Search the material for the word "shop" and copy each line that holds it.

(Data provided Opens)

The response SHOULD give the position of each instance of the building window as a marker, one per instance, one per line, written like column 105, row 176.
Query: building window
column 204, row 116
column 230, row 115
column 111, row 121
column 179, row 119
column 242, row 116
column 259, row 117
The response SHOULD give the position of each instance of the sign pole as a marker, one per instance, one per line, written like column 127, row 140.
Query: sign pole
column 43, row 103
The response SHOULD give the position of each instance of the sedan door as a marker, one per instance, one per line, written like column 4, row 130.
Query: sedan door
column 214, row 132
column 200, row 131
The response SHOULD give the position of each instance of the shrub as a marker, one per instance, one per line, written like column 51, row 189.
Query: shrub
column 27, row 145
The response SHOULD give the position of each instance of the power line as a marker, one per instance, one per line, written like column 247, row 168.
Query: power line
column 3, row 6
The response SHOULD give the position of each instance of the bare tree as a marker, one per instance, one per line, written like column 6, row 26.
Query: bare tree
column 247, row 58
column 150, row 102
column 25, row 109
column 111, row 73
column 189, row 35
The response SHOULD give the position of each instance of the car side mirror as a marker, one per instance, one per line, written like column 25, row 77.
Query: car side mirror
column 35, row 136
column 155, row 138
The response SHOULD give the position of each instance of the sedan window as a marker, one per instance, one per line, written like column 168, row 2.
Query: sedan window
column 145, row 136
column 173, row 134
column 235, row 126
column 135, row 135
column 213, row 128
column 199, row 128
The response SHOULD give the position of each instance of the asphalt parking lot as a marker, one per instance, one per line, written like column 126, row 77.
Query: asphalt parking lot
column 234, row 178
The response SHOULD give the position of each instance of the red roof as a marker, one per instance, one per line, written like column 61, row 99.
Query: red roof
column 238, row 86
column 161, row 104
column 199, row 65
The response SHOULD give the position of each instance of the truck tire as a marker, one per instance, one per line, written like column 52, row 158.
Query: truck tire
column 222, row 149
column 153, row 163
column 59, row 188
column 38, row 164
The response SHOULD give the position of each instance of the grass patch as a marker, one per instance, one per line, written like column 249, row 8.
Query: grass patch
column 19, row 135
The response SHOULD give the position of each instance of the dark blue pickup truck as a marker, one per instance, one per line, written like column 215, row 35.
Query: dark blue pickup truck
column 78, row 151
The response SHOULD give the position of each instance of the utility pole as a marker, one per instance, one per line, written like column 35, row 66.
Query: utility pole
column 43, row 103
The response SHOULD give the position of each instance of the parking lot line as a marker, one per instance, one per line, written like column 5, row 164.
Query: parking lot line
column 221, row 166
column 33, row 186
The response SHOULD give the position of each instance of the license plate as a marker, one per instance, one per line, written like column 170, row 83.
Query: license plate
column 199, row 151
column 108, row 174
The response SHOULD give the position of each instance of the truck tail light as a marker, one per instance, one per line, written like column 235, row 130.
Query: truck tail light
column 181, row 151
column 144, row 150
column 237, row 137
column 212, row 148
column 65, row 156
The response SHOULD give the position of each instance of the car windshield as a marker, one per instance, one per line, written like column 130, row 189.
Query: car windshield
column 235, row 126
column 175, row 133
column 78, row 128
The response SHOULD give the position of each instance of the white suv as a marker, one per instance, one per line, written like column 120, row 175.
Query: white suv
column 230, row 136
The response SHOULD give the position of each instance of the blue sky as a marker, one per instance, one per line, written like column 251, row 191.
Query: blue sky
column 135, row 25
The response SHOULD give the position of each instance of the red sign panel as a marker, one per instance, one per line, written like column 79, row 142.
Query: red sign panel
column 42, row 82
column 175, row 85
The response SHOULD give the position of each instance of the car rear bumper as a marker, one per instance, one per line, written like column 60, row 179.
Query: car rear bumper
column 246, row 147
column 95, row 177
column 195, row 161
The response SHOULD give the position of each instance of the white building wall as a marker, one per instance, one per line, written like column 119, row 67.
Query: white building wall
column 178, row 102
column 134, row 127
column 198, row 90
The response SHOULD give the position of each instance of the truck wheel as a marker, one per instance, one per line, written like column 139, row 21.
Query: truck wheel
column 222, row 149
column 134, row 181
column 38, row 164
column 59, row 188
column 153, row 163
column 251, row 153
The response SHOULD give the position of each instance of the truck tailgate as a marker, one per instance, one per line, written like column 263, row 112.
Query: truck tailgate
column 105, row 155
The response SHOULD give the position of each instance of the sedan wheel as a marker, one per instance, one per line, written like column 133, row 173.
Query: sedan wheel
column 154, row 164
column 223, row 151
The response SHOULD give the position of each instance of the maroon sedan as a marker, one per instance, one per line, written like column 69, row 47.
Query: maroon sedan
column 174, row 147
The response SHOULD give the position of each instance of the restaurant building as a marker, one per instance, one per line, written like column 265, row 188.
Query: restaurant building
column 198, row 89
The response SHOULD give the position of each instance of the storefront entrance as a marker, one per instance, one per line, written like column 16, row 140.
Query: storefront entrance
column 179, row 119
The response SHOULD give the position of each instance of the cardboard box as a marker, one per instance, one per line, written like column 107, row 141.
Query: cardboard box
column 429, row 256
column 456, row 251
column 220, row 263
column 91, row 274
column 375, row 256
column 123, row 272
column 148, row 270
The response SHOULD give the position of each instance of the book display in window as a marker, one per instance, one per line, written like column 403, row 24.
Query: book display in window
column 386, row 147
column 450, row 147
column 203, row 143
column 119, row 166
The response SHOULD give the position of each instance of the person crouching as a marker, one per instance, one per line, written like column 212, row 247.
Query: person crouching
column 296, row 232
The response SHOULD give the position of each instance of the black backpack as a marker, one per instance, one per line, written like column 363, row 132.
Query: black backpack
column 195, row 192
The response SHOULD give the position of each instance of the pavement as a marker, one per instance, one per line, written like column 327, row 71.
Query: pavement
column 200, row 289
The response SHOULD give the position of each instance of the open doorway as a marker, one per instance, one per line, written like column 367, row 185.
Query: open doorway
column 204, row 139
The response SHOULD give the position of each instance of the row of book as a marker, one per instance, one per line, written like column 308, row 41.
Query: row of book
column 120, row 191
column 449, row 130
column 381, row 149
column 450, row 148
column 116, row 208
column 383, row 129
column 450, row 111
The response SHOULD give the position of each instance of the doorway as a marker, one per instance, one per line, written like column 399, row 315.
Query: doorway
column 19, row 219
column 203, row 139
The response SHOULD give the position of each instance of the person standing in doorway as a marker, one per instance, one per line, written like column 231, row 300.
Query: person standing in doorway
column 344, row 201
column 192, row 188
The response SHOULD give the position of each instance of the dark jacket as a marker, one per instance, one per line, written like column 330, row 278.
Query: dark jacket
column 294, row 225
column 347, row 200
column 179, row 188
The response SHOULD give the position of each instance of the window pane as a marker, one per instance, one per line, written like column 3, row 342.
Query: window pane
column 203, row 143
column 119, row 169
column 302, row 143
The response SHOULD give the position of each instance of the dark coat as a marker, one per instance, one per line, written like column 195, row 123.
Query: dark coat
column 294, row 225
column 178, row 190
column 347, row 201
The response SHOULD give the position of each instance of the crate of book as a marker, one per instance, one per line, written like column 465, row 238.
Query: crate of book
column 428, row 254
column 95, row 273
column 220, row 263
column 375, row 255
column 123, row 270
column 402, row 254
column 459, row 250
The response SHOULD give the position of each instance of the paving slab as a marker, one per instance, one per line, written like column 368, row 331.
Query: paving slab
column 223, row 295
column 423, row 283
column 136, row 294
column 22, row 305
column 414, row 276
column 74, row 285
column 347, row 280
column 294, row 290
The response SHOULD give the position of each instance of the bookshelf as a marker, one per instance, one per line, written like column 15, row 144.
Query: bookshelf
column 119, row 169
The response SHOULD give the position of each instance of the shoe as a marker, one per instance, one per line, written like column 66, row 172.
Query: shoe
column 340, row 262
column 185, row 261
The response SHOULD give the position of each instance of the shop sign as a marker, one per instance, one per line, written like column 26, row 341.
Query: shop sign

(Data provided Closes)

## Exercise answer
The response SHOULD give the position of each instance of the shop sign as a marker, one per instance, one per line, written like column 26, row 341.
Query: shop sign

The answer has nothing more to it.